GIVEN ENTRIES.
• • • • • • •
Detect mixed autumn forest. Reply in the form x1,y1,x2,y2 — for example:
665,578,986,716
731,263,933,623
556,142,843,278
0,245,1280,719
• • • • • • •
GIVEN REQUEST. Write out the whole listing again, requests included, adding -115 to every bounding-box coordinate in the answers. Leave the requests and their sample coordinates unchanged.

EXPECTED OUTPUT.
Detect mixed autumn forest. Reply in the form x1,y1,x2,y2 — for example:
665,578,986,716
731,263,933,623
556,142,843,278
-115,130,1165,604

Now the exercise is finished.